>> Start

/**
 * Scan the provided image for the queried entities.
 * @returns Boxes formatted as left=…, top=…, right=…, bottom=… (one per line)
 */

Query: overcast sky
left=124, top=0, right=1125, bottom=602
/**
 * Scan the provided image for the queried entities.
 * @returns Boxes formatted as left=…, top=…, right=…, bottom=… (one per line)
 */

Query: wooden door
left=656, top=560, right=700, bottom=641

>> End
>> Start

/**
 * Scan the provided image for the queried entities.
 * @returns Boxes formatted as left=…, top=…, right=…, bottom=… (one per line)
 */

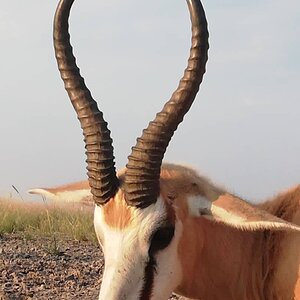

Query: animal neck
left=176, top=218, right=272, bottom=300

>> End

Find every line in the records that contains the word "Query" and copy each of those lines.

Query: overcast sky
Query: wooden door
Query: animal neck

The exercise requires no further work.